[Point labeling data from photos]
====

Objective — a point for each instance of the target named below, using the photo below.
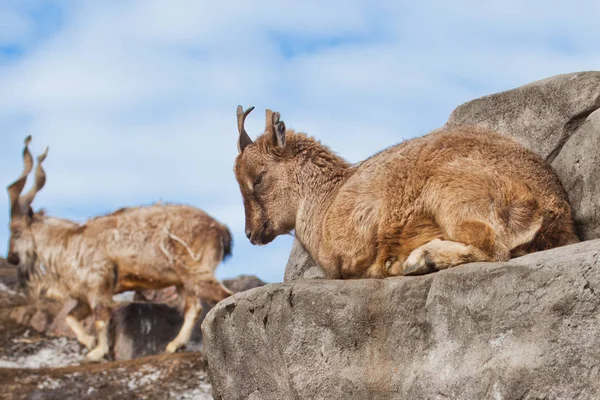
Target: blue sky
(137, 99)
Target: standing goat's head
(21, 248)
(266, 172)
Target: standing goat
(134, 248)
(426, 204)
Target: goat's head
(266, 172)
(21, 248)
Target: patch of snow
(201, 393)
(140, 379)
(49, 383)
(57, 352)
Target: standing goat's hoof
(88, 341)
(420, 265)
(94, 356)
(172, 347)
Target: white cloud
(136, 99)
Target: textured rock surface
(554, 117)
(301, 264)
(578, 166)
(528, 328)
(542, 115)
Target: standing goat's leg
(73, 320)
(102, 317)
(193, 309)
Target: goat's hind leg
(73, 320)
(193, 309)
(472, 241)
(102, 317)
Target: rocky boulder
(527, 328)
(555, 117)
(558, 119)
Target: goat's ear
(279, 134)
(276, 128)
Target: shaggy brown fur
(450, 197)
(134, 248)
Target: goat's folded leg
(441, 254)
(193, 309)
(73, 320)
(102, 317)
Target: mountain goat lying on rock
(426, 204)
(133, 248)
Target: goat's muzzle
(266, 234)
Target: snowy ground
(33, 365)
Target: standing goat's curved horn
(243, 140)
(15, 189)
(40, 180)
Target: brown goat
(430, 203)
(134, 248)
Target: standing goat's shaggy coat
(134, 248)
(450, 197)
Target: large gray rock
(528, 328)
(555, 118)
(578, 167)
(301, 265)
(542, 115)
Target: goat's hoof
(422, 266)
(94, 356)
(89, 342)
(172, 347)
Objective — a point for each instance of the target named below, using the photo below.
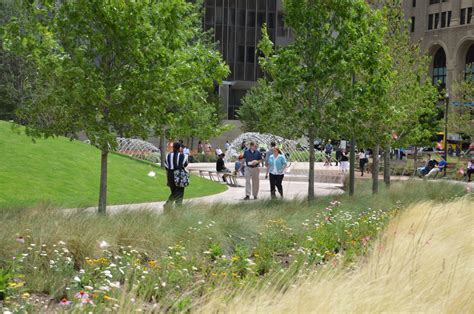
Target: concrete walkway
(294, 187)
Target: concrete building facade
(445, 30)
(236, 25)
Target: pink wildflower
(65, 301)
(82, 295)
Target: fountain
(139, 149)
(294, 150)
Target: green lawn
(66, 173)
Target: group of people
(249, 163)
(432, 167)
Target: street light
(446, 98)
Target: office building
(445, 29)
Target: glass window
(250, 54)
(271, 20)
(469, 72)
(240, 53)
(209, 16)
(241, 17)
(439, 68)
(430, 21)
(250, 19)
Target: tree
(307, 77)
(411, 94)
(461, 111)
(16, 76)
(112, 67)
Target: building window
(469, 71)
(443, 19)
(466, 16)
(439, 68)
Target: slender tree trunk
(375, 170)
(352, 167)
(103, 181)
(415, 160)
(386, 166)
(311, 137)
(162, 149)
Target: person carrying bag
(177, 176)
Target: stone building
(445, 29)
(236, 26)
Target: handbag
(181, 178)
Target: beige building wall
(455, 39)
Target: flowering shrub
(52, 276)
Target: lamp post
(446, 99)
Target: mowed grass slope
(66, 173)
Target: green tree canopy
(109, 67)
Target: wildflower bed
(197, 251)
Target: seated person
(430, 164)
(220, 166)
(437, 169)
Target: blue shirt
(442, 164)
(251, 156)
(276, 165)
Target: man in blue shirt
(434, 172)
(253, 159)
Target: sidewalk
(291, 190)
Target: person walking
(269, 152)
(253, 158)
(177, 177)
(276, 167)
(328, 151)
(344, 162)
(470, 169)
(363, 160)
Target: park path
(295, 186)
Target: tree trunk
(103, 182)
(162, 149)
(311, 137)
(386, 166)
(375, 170)
(415, 160)
(352, 167)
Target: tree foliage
(114, 67)
(309, 78)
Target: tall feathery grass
(423, 262)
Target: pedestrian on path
(276, 166)
(363, 160)
(253, 159)
(177, 177)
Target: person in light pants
(253, 159)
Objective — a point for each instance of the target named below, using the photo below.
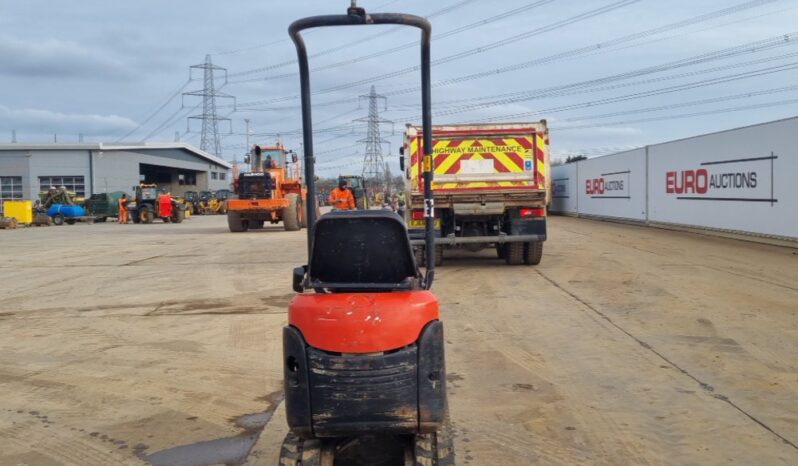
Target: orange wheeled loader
(270, 192)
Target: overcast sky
(592, 68)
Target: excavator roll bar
(356, 16)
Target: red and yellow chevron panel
(459, 162)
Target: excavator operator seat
(366, 250)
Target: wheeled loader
(363, 351)
(269, 192)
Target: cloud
(57, 59)
(46, 121)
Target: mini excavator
(363, 351)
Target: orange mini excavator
(363, 348)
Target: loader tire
(514, 253)
(298, 452)
(236, 223)
(533, 252)
(434, 449)
(292, 213)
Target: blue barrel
(66, 210)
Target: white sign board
(740, 180)
(614, 186)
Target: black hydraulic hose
(356, 17)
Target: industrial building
(86, 169)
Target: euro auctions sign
(613, 185)
(738, 179)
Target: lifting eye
(292, 364)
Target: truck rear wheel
(514, 253)
(291, 214)
(236, 223)
(533, 252)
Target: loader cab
(146, 192)
(255, 186)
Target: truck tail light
(534, 212)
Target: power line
(337, 48)
(656, 92)
(478, 50)
(771, 104)
(158, 110)
(210, 140)
(600, 47)
(469, 27)
(594, 85)
(277, 41)
(373, 163)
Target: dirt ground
(626, 346)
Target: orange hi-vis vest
(342, 199)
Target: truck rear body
(491, 183)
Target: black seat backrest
(362, 250)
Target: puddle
(230, 451)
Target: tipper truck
(491, 188)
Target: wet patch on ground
(231, 451)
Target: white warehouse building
(27, 169)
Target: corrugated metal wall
(742, 180)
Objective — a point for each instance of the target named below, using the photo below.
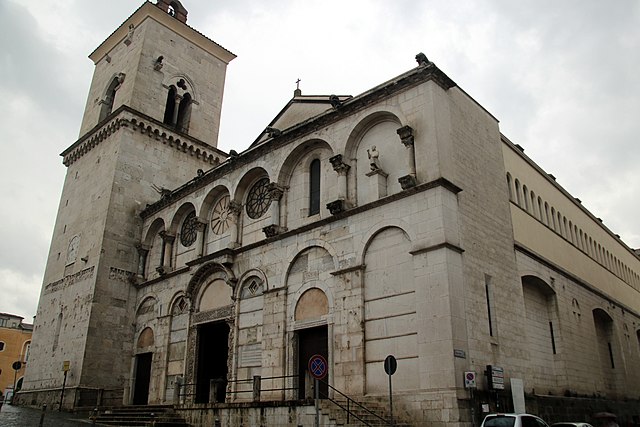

====

Task to carry out
Convert the part of the records that opens with the line containing "Target: wet patch on ground" and runs through the end of the records into a JSON list of strings, one string per line, with blank lines left out. Omit the pictures from the list.

Problem solution
[
  "Target: wet patch on ground",
  "(231, 451)",
  "Target: white warehouse building",
  "(27, 169)",
  "Target: corrugated metal wall",
  "(742, 180)",
  "Objective — a point for each instance of the target named below, using the photo below."
]